Brief 1:
Rescale the records from the line containing "Return the outline of every instance of the white" through the end of the records. Reproduce those lines in full, requests included, and multiply every polygon coordinate in the answers by 2.4, rounding to whole numbers with halves rounded up.

* begin Document excerpt *

I think that the distinction is correctly given effect to in Clause 19. It will be seen that in Subsections (1) and (2) of that Clause, the affirmative procedure is followed, subject to the Amendment which the Committee accepted a moment ago on a narrower point. In general, however, the Orders in Council required under Subsections (1) and (2) are expressly given the affirmative and not the negative character, whereas in Subsection (3) the negative form is used. If one considers what is done under Subsections (1) and (2) and contrast that with the kind of thing done under Subsection (3), one appreciates very clearly the difference between the kind of Regulations which demand affirmative procedure and the kind of Regulations which are dealt with in the other Amendment, which, After all, the House can, by Prayer, control.

Mr. H. Strauss

The hon. Member for Nelson and Calne (Mr. S. Silverman) would accurately have stated the case for the negative procedure had he been right in saying that the positive procedure would make the Bill unworkable. But in suggesting that it would make it unworkable, I do not think he gave a conclusive reason, and certainly that argument was not the argument put forward by the right hon. and learned Attorney-General. He did not assert that this would be unworkable, and I think that if the hon. Member for Nelson and Colne will examine the particular matters dealt with in this Bill, he will see that in the long time before it actually comes into operation there will be plenty of time to adopt the affirmative procedure. I do not think, therefore, that it can be said that the affirmative procedure would make the scheme unworkable.

But the right hon. and learned Gentleman put a different ground. He suggested that it was only right to have the positive procedure if matters of great constitutional importance arose under the Regulations. I think he overstated the case. The point that the Committee really should consider is whether Parliament is likely to wish to debate these Regulations. I believe that in answer to that question, hon. Members in every quarter will say, "Yes, they are Regulations which the House will wish to debate." Then the main difference between the positive and negative procedure is this: If it is the positive procedure, the Government must find suitable time for it. If it is the negative procedure, the Government do not find convenient time for it. There was a period in our Parliamentary history when the distinction between those two forms of procedure may not have been of such over- whelming importance. It is right hon. and hon. Members opposite who have made it of enormous importance. As we know from the arguments which take place every Thursday, Parliamentary time is one of the most important matters concerning the working of our Parliamentary institutions. Therefore, if the Committee come to the conclusion, as I am certain they will, that they will wish to debate these Regulations, then they will be Regulations for which the Committee will desire the Government to find convenient time.

* end Document excerpt *
* begin Exercise data *

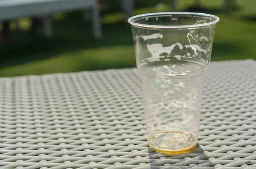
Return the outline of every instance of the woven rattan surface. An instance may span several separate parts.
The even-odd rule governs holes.
[[[0,169],[256,169],[256,62],[211,63],[199,146],[149,148],[137,69],[0,79]]]

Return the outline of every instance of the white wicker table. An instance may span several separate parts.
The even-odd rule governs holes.
[[[211,63],[199,145],[147,145],[135,68],[0,78],[0,169],[256,168],[256,62]]]

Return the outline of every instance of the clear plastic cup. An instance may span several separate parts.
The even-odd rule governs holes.
[[[144,14],[128,20],[152,149],[181,152],[196,146],[204,72],[219,20],[188,12]]]

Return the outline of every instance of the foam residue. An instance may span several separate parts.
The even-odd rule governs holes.
[[[185,84],[185,83],[183,83],[181,82],[180,82],[178,84],[173,84],[175,86],[180,86],[181,87],[183,87],[184,88],[185,87],[185,86],[184,86],[184,84]]]
[[[195,47],[192,46],[191,45],[191,42],[190,41],[190,39],[189,39],[189,36],[191,36],[191,37],[192,37],[192,35],[190,34],[189,34],[189,33],[188,33],[187,35],[187,38],[188,38],[188,39],[189,39],[189,45],[190,45],[190,46],[191,47],[191,48],[192,49],[193,49],[193,50],[194,50],[194,52],[195,52],[195,54],[197,54],[197,52],[196,52],[196,48],[195,48]],[[186,46],[186,45],[185,45]]]
[[[204,37],[203,36],[200,37],[200,41],[202,41],[203,40],[203,39],[204,39],[204,40],[206,40],[207,42],[208,42],[208,38],[207,38],[205,37]]]
[[[157,39],[157,38],[163,38],[163,35],[160,34],[153,34],[146,36],[146,35],[142,35],[142,38],[144,39],[144,40],[146,40],[150,39]]]
[[[207,53],[207,51],[206,50],[202,49],[199,46],[198,46],[197,45],[190,44],[190,45],[185,45],[185,47],[186,48],[192,48],[192,49],[193,49],[193,50],[194,50],[194,51],[195,51],[195,54],[197,54],[197,53],[196,52],[197,50],[198,51],[200,52],[204,52],[205,54],[206,54]]]
[[[201,24],[202,23],[207,23],[206,22],[206,21],[205,20],[198,20],[196,21],[195,23],[194,24],[194,25]]]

* end Exercise data *

Brief 2:
Write out the parliamentary debate excerpt word for word, from "I think that the" up to and including "by Prayer, control.".

Complete response 1:
Return the outline of every instance of the white wicker table. An instance may span several separate parts.
The even-odd rule governs holes.
[[[506,151],[478,348],[353,348],[324,163],[0,187],[0,406],[614,403],[614,149]]]

Return the outline of every instance of the clear plastic cup. An instance may span several separate parts.
The even-odd rule governs holes.
[[[346,34],[307,48],[365,358],[434,365],[470,350],[490,173],[526,48],[451,29]]]

Return the outline of every instance of the foam residue. An instance may span several separate parts.
The even-odd rule governs holes.
[[[444,202],[444,199],[439,199],[434,197],[432,197],[427,202],[415,202],[420,206],[432,206],[434,209],[439,209],[442,211],[444,209],[444,206],[442,206],[442,202]]]
[[[468,113],[461,110],[458,108],[458,101],[456,98],[456,94],[454,94],[454,86],[458,86],[458,89],[461,89],[461,84],[456,82],[454,82],[454,79],[451,79],[449,84],[449,91],[451,91],[451,94],[454,94],[454,108],[456,108],[456,110],[458,113],[458,115],[461,118],[463,118],[463,120],[466,120],[466,125],[468,125],[468,130],[473,130],[473,125],[470,125],[470,115],[468,115]],[[446,110],[446,108],[444,108]]]
[[[490,89],[487,86],[480,89],[480,98],[485,98],[487,96],[487,94],[490,94],[490,96],[494,96],[497,101],[499,101],[499,91],[497,91],[492,89]]]
[[[377,94],[377,91],[391,91],[391,84],[384,82],[367,82],[350,86],[350,84],[341,84],[341,91],[346,94],[346,96],[350,96],[360,94]]]
[[[497,127],[497,122],[494,120],[485,118],[478,110],[475,110],[473,108],[456,106],[456,108],[444,108],[444,113],[446,115],[461,115],[461,118],[463,118],[463,120],[466,120],[466,122],[468,122],[468,130],[473,130],[473,127],[470,125],[473,120],[475,122],[480,125],[490,125],[492,130],[494,130]]]
[[[482,58],[485,55],[497,55],[494,53],[494,50],[492,48],[475,48],[470,50],[468,55],[466,58],[466,60]]]

Complete response 2:
I think that the distinction is correctly given effect to in Clause 19. It will be seen that in Subsections (1) and (2) of that Clause, the affirmative procedure is followed, subject to the Amendment which the Committee accepted a moment ago on a narrower point. In general, however, the Orders in Council required under Subsections (1) and (2) are expressly given the affirmative and not the negative character, whereas in Subsection (3) the negative form is used. If one considers what is done under Subsections (1) and (2) and contrast that with the kind of thing done under Subsection (3), one appreciates very clearly the difference between the kind of Regulations which demand affirmative procedure and the kind of Regulations which are dealt with in the other Amendment, which, After all, the House can, by Prayer, control.